* [COMPLETE THE FOLLOWING]
1: In the comments on the NHS, what does the writer say the tax revenues could be hypothecated to?
2: Carry on the comments on the NHS, writing what comes next after "Well a number of issues here."

* [EXCERPT]


    We all know that the NHS doesn’t work well. By and large we don’t get the treatment we need when we need it. I’m sure there are lots of reasons for that, including our unhealthy lifestyles. But let’s put the blame where it really belongs – on the corrupt, incompetent, undemocratic elite which has been governing and administering the UK for more than a century. Until it’s completely reformed (which will never happen, as turkeys won’t vote for Christmas) the UK will continue its decline and lurch from one crisis to another, and where nothing works well – often extermely badly – in perpetuity. Good luck to the Scots, who have an excellent opportunity to get out of it, and live in a country with a potential for prosperity. Westminster has impoverished Wales.

  5. There are lots of examples of waste and inefficiency in the health service, some protected by misguided political pressure, but it is not easy to eliminate them. So what about some taxes on aspects of unhealthy lifestyles: put VAT or an excise tax on food related to its sugar, salt or animal fat content. Tax sugary drinks and increase the tax on petrol. The taxes revenues could be hypothecated to the health service. If the taxes discourage consumption people would be healthier and if they didn’t there would be some revenue to treat them. It would require facing down vested interests in the food industry so a UK government probably won’t do it. The Welsh Government should seek a private bill in Parliament to give them the power to levy glutton or slob taxes in Wales.

  6. Well a number of issues here.

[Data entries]

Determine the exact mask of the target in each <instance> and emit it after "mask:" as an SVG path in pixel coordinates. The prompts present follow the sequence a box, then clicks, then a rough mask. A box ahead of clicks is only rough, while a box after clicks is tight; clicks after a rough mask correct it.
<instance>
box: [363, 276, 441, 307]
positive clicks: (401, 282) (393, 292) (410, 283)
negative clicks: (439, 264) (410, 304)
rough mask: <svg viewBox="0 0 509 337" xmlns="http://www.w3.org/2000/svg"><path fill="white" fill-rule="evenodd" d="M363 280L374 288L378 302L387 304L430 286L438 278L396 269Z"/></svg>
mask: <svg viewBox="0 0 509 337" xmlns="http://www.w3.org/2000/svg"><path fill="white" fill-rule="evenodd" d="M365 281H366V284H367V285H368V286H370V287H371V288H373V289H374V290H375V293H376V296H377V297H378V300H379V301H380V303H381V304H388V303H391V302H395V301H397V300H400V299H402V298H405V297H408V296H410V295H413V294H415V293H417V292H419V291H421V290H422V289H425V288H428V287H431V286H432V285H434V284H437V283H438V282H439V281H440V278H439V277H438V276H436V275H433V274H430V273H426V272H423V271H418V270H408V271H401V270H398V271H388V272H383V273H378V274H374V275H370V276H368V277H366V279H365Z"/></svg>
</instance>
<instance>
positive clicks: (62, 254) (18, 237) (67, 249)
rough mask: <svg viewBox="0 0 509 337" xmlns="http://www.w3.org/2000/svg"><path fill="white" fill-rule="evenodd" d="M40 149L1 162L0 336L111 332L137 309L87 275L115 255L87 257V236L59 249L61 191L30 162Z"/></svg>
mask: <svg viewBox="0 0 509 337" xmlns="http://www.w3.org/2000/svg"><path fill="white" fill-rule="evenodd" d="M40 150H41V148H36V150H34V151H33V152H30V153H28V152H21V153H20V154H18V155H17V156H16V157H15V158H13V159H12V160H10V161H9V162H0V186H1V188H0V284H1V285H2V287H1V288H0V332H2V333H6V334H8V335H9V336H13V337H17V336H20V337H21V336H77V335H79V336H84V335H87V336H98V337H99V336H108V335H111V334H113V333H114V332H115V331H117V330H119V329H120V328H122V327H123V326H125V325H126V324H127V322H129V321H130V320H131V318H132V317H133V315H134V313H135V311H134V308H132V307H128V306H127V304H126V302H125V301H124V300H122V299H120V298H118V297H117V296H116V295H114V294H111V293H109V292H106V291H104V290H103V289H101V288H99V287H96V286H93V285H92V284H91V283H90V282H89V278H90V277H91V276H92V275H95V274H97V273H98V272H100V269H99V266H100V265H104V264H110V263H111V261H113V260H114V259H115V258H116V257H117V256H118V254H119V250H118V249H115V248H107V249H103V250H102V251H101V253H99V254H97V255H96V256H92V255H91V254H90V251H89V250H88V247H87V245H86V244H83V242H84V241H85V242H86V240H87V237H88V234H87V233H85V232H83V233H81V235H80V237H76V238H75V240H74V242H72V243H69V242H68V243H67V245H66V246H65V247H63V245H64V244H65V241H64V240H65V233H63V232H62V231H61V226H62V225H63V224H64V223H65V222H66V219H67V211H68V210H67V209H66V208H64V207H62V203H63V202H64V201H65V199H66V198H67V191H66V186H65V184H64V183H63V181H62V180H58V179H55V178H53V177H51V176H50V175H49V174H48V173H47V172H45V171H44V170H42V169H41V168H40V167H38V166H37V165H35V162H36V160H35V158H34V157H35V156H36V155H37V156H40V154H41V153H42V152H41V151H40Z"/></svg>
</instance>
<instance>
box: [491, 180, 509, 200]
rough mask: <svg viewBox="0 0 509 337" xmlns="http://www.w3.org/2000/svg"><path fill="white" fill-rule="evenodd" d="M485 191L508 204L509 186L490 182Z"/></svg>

* [EXPECTED RESPONSES]
1: The health service.

2:
    To Howell, I would say that I am in absolute agreement

    To Dave I would say that, whether you like it or not, Wales is part of the UK and these decisions (rightly or wrongly were made by the UK government. That is not going to change. It is dishonest to pretend to people that the funding problems will be solved if we cancel aircraft carriers, Trident etc because that is not going to happen. If we do nothing practical about NHS funding then we face huge problems ahead in the near future.

    To Tredwyn, I would say that I broadly agree but you could do the same thing through differential premiums on a health insurance scheme.

  7. Malcolm,

    “If we do nothing practical about NHS funding then we face huge problems ahead in the near future”

    The point I am making is that these ‘practical steps’ are necessary because of far wider, deeper issues, than simply a matter of NHS funding in Wales. It’s analogous to Nero fiddling while Rome burns.

    That NHS funding is in need of reform isn’t in question, and if they improve the standards of health provision, all to the good. I’m merely pointing out that the funding crisis is the result of much more fundamental factors, which as far as I can see, remain unaddressed.

  8. MP, Thank you for kind words.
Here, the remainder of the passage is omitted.